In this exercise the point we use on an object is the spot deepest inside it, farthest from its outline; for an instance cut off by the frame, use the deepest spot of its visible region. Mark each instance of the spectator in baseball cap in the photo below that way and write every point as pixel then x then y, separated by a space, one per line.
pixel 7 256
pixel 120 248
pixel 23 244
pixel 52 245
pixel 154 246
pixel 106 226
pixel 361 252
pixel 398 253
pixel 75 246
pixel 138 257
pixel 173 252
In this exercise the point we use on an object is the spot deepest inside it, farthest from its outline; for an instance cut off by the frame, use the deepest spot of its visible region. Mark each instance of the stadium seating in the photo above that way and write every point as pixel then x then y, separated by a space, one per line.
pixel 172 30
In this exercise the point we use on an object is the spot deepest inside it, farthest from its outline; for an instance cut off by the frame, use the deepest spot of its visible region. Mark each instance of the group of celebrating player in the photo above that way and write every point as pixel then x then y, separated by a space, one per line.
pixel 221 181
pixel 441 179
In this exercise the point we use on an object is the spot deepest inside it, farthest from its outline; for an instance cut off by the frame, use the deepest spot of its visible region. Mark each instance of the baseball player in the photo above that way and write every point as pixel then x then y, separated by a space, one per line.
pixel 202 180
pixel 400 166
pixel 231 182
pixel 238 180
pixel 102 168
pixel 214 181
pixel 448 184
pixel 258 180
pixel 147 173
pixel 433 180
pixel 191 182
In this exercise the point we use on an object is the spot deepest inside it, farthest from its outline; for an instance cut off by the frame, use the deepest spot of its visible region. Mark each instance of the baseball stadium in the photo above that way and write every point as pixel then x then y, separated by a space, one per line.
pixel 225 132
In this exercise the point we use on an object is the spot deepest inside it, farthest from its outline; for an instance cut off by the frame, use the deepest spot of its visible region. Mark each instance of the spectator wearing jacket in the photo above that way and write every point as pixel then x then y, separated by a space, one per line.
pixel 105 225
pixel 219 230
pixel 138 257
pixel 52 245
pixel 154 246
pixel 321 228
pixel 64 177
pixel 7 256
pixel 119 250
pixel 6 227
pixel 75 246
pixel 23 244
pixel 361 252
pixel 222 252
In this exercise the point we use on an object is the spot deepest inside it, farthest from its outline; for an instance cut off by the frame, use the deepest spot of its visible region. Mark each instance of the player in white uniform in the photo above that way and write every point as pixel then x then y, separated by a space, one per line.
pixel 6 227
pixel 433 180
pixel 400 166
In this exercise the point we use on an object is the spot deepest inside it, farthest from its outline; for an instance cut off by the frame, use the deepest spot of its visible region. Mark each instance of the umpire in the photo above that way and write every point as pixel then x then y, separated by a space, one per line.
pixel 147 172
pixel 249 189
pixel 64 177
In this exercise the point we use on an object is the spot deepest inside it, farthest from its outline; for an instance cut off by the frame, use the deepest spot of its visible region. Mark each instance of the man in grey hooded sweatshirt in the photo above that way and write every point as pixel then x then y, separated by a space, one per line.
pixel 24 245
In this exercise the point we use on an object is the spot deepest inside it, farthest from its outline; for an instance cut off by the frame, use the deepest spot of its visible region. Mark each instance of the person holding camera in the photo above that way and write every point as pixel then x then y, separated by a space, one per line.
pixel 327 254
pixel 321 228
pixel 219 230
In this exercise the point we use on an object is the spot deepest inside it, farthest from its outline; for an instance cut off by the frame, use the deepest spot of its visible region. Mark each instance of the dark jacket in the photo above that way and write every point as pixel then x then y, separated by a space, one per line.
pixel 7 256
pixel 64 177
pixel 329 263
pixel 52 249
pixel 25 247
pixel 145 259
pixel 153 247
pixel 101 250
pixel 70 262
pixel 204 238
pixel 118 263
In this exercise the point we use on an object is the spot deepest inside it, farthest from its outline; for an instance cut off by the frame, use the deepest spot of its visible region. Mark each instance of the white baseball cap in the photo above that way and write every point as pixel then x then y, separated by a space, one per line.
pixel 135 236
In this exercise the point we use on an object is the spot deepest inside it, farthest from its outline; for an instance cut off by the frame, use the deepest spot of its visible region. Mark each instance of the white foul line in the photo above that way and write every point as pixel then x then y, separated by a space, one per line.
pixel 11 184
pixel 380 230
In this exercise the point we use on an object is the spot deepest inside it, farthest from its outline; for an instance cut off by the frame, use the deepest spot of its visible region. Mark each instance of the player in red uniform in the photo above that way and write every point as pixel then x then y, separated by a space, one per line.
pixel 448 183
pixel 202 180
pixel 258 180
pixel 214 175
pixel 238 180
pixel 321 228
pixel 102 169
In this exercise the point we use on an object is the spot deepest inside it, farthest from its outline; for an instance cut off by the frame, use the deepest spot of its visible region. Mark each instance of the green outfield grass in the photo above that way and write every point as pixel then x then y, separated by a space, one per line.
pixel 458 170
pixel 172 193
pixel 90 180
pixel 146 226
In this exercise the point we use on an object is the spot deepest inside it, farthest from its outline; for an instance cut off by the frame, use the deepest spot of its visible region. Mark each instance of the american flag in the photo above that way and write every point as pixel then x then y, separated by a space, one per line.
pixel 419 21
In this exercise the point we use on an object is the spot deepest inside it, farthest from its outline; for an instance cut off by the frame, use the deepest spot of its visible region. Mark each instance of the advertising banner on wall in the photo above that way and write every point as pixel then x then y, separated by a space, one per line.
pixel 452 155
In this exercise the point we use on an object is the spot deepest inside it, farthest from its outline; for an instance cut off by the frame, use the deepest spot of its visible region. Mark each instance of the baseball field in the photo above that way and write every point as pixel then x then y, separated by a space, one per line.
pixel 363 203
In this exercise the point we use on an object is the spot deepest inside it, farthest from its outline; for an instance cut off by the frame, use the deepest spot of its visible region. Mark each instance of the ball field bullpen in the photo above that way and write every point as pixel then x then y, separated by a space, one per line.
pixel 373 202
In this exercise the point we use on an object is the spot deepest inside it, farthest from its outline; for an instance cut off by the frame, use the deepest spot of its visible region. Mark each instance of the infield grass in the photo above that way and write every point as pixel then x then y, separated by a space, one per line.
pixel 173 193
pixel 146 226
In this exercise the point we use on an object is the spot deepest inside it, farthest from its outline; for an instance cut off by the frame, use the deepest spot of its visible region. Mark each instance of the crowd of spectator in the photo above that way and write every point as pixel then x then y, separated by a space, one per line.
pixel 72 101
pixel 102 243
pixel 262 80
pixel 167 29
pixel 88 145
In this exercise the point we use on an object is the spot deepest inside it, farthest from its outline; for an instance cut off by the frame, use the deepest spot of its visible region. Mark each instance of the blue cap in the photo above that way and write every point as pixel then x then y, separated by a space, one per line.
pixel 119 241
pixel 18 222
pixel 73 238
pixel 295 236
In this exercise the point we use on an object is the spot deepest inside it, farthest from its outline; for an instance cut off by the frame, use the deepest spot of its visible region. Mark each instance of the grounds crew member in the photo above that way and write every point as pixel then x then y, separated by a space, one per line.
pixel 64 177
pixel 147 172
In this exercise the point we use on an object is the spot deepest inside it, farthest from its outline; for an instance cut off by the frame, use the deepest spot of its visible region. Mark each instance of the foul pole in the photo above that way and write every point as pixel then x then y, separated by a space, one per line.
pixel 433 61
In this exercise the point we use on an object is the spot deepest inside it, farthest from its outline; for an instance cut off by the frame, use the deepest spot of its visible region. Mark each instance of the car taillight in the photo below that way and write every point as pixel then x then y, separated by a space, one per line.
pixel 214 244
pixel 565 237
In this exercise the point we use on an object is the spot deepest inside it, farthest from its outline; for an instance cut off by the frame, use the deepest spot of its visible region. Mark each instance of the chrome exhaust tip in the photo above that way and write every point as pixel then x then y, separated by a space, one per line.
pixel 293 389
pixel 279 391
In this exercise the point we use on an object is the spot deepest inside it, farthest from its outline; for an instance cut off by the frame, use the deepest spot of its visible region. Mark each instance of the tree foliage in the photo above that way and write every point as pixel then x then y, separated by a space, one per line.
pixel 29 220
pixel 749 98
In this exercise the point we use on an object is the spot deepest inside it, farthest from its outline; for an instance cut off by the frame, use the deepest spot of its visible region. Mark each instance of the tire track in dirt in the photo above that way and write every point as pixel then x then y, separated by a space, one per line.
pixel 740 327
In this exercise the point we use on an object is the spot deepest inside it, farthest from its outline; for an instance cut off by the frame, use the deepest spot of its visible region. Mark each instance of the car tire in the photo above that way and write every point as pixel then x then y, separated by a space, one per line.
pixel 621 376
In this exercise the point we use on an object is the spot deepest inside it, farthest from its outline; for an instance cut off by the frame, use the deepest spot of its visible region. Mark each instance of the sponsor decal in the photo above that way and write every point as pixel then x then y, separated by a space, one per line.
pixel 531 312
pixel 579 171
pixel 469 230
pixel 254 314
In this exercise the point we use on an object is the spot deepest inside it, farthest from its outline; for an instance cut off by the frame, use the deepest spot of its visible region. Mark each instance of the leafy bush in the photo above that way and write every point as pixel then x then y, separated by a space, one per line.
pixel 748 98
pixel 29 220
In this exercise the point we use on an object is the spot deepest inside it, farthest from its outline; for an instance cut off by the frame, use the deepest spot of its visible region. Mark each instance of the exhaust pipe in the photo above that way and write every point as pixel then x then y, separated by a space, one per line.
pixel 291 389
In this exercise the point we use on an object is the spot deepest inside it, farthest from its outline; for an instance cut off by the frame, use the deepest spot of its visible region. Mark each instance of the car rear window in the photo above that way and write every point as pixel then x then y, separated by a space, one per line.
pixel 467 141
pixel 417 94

════════════════

§ **OBJECTIVE**:
Reproduce everything from the beginning of the material down to the line containing "pixel 191 182", with that line included.

§ **FINAL ANSWER**:
In this exercise the point we use on an object is the spot deepest inside it, farthest from its outline; for an instance cut off by the frame, use the deepest spot of its visible region. Mark each instance of the spectator in baseball cap in the photo below that way and write every point as pixel then x then y, separated by a space, one per line.
pixel 7 256
pixel 120 248
pixel 23 244
pixel 52 245
pixel 154 246
pixel 106 226
pixel 361 252
pixel 398 253
pixel 75 246
pixel 138 257
pixel 173 252
In this exercise the point we use on an object is the spot deepest inside it, farthest from its outline; for an instance cut off by the frame, use the deepest spot of its visible region. Mark each instance of the stadium seating in the photo above that way and write every point as pixel then x then y, separated by a space, one per line.
pixel 172 30
In this exercise the point we use on an object is the spot deepest inside it, farthest from its outline; for an instance cut off by the frame, use the deepest spot of its visible region. Mark each instance of the group of celebrating player in the photo above that way and write every point as pixel then x then y, separated by a space, one per line.
pixel 221 181
pixel 441 179
In this exercise the point we use on an object is the spot deepest inside it, farthest from its outline; for an instance cut off by the frame, use the deepest spot of its visible region. Mark each instance of the baseball player in the photo above that way and write every point as pixel then x then y, separated by a space, one per line.
pixel 202 180
pixel 400 166
pixel 231 182
pixel 238 180
pixel 102 168
pixel 214 181
pixel 448 184
pixel 258 180
pixel 147 173
pixel 433 180
pixel 191 182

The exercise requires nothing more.